* Supplied records
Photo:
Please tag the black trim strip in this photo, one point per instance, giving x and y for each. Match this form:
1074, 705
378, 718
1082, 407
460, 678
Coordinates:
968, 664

==

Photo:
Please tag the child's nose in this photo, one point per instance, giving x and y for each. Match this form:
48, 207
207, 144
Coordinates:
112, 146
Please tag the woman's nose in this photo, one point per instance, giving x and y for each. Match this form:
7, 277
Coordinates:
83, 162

* Given problem
How many lines of the material above contain the string "point"? Answer with the number only.

* Solution to this exercise
3